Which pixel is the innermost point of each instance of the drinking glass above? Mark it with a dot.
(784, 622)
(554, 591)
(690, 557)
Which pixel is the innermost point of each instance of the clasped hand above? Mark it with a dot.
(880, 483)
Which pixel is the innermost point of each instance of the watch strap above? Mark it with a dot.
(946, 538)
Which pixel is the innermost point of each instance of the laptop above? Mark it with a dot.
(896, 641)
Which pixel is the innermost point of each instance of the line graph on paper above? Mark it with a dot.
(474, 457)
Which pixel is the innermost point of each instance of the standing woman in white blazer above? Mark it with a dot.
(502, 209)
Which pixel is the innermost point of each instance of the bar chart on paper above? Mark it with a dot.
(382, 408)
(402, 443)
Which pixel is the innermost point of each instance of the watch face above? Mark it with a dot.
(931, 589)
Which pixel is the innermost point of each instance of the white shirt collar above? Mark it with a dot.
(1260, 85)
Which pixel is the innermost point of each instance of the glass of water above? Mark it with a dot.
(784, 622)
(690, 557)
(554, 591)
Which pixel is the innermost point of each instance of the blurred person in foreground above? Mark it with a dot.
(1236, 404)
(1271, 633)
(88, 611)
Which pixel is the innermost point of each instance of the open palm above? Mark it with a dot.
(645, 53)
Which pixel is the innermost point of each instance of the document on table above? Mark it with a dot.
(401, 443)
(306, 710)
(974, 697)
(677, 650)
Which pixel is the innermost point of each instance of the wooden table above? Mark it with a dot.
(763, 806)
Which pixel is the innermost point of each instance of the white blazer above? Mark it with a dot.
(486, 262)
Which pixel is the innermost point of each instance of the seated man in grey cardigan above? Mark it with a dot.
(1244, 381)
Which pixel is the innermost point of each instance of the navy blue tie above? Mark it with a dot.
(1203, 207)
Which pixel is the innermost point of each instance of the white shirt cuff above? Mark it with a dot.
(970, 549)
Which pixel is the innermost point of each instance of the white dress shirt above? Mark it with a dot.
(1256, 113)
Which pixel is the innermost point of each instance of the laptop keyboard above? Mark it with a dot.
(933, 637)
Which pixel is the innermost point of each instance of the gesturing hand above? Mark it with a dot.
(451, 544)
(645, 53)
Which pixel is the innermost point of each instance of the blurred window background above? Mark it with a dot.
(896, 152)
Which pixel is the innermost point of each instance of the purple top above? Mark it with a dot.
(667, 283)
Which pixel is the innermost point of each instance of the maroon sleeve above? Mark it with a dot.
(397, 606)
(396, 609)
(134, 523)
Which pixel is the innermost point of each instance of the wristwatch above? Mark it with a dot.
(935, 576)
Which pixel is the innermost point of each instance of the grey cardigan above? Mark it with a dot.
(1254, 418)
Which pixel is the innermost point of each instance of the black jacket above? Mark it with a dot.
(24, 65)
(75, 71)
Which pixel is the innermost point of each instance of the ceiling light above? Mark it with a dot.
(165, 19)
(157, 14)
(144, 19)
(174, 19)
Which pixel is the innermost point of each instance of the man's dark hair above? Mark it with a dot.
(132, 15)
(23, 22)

> _Given instruction_: Copy all of the records above word for word, in the order they appear.

> _Completed task_:
Which pixel is the innermost point of each instance of the drinking glass above? Mark it with a dot.
(784, 622)
(554, 591)
(690, 557)
Which pixel is the innermost point of each instance of the clasped hand above? Mark it with a dot.
(880, 483)
Which pixel is the innermost point of each instance of the watch strap above? Mark it with a dot.
(946, 538)
Which pixel is the innermost point of each instance of the laptop above? Mark it with a dot.
(896, 641)
Which pixel is the innermost point of each instance of the line graph on paper above? Mark it with a dot.
(474, 457)
Which pixel is the innermost point of each instance of the standing woman in white blazer above? Mark it with a dot.
(502, 209)
Which pixel is the innermost point of each instance of the bar chart on paper above? Mark it with a dot.
(382, 408)
(402, 443)
Which pixel is the innermost point of each instance of the watch face above? Mark it with a dot.
(931, 589)
Which pixel is the innermost point of each instance of the white shirt collar above? Mark it with a dot.
(1260, 85)
Which pixel is the innermost point of each instance of the glass of water above? Mark it with a dot.
(784, 622)
(690, 557)
(554, 591)
Which pixel is the innermost point of each instance of the blurred person in foreground above? Mark it with a dot.
(1236, 404)
(1271, 633)
(88, 611)
Which pixel is the innermost point of each instance of the open palm above? Mark it with a dot.
(645, 53)
Which pixel is the innermost point of each instance of the document on table above? Mark it with a dot.
(401, 443)
(306, 710)
(974, 697)
(677, 650)
Which pixel is the innermost point of each instance of the wooden table above? Mark it with a dot.
(763, 806)
Which pixel is the innermost point of each instance of the white blazer above? Mark it with a dot.
(486, 262)
Which pixel is the innermost point of each instance of the seated man in grey cardigan above? Mark it with a dot.
(1244, 381)
Which pixel is the innermost point of each instance of the navy blue tie above? Mark it with a dot.
(1203, 207)
Which pixel is the innermost point of each instance of the white shirt cuff above? Mark it with a dot.
(970, 549)
Which pixel is the innermost point of each instance of the white dress shirt above? Mark it with a dot.
(1256, 113)
Which pixel is the innermost point of each instance of the laptop keyboard above? Mark it with a dot.
(933, 637)
Which pixel is the innermost point of each instance of the gesturing hand above? Mark it with a dot.
(451, 544)
(645, 53)
Which pixel is the innermost point of each instance of the blurred window background above? Mark it with a dot.
(896, 152)
Which pixel is the innermost point of each instance of the purple top above? Mark it with a dot.
(667, 283)
Which pixel is the innermost point of each instance of the maroon sleeve above? Mark it with a dot.
(397, 606)
(396, 609)
(134, 523)
Which pixel is the innermost point of each instance of the wristwatch above? Mark it with a dot.
(935, 576)
Which pixel is the innermost point of each instance of the grey cardigan above? Mark it with a dot.
(1254, 418)
Which pixel is the innermost point of each instance of the black jacket above? Mark it with a dot.
(24, 65)
(75, 71)
Which pixel is the innermost point of each instance of the ceiling light above? Mark it with a dot.
(165, 19)
(157, 14)
(144, 19)
(174, 19)
Which pixel is the innermost point of each instance of the man's dark hair above? Mark it with a dot.
(132, 15)
(23, 22)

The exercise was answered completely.